▶ **Goal**
All of the entries need to be written out again, exactly as they are.

-----

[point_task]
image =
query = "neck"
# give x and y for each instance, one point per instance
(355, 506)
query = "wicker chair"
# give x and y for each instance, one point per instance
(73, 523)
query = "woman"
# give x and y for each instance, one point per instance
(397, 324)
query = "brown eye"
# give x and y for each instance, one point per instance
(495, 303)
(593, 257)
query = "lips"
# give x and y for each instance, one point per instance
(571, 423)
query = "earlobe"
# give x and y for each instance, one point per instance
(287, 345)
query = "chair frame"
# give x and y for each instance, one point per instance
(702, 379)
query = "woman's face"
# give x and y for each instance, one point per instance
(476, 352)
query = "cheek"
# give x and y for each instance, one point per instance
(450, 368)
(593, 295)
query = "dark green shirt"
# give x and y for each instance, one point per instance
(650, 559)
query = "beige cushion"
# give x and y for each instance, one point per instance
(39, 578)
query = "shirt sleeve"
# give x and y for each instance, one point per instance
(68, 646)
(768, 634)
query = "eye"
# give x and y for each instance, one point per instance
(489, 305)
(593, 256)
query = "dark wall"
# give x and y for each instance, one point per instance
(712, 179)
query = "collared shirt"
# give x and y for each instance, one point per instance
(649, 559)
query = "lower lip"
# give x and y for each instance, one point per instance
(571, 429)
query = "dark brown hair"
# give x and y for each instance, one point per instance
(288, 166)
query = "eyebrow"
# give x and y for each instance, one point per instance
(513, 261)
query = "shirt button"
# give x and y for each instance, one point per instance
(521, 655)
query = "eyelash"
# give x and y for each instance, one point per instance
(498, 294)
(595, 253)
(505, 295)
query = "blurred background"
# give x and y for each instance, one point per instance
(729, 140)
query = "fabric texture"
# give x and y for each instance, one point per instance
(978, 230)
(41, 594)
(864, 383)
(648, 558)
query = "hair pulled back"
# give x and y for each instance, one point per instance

-----

▶ **Task answer**
[point_task]
image =
query = "neck"
# give x and y for each instance, one point per instance
(355, 506)
query = "wicker chair"
# give x and y for each instance, one point per instance
(73, 523)
query = "woman"
# give x and y for each instance, one point per instance
(397, 324)
query = "brown eye"
# give x and y for each instance, one point per instance
(495, 303)
(593, 257)
query = "lips"
# give x and y for each instance, one point per instance
(571, 423)
query = "earlobe"
# give x and y for each instance, one point per instance
(287, 345)
query = "chair frame"
# give x and y for each instance, one point per instance
(702, 379)
query = "woman's face"
# give x and y for each instance, one point per instance
(476, 352)
query = "cheek"
# give x and y for each instance, one point per instance
(450, 368)
(593, 295)
query = "dark green shirt"
# give x and y for each instance, one point per instance
(650, 559)
query = "beige cushion"
# give x and y for each instance, one point per instance
(39, 578)
query = "shirt sleeve"
# give x and y for each instance, one point per instance
(68, 646)
(768, 634)
query = "eye"
# give x and y for each instance, one point per instance
(489, 305)
(593, 256)
query = "dark wall"
# give x and y for each instance, one point per instance
(712, 179)
query = "collared shirt"
# give x and y for each instance, one point per instance
(649, 559)
query = "lower lip"
# give x and y for each instance, one point per instance
(571, 429)
query = "dark brown hair"
# give x and y for each instance, one point per instance
(288, 166)
query = "eyebrow"
# give x and y for each instance, one point per instance
(513, 261)
query = "shirt button"
# give x and y for each instance, one point per instance
(521, 655)
query = "eyelash"
# give x and y for each instance, one point per instance
(498, 294)
(595, 253)
(505, 295)
query = "blurred background"
# give x and y for each instance, one point per instance
(729, 140)
query = "fabric texture"
# give x and y for each instance, one point per instance
(978, 230)
(41, 594)
(864, 383)
(648, 558)
query = "hair pulled back"
# give x and y for each instance, one point per instance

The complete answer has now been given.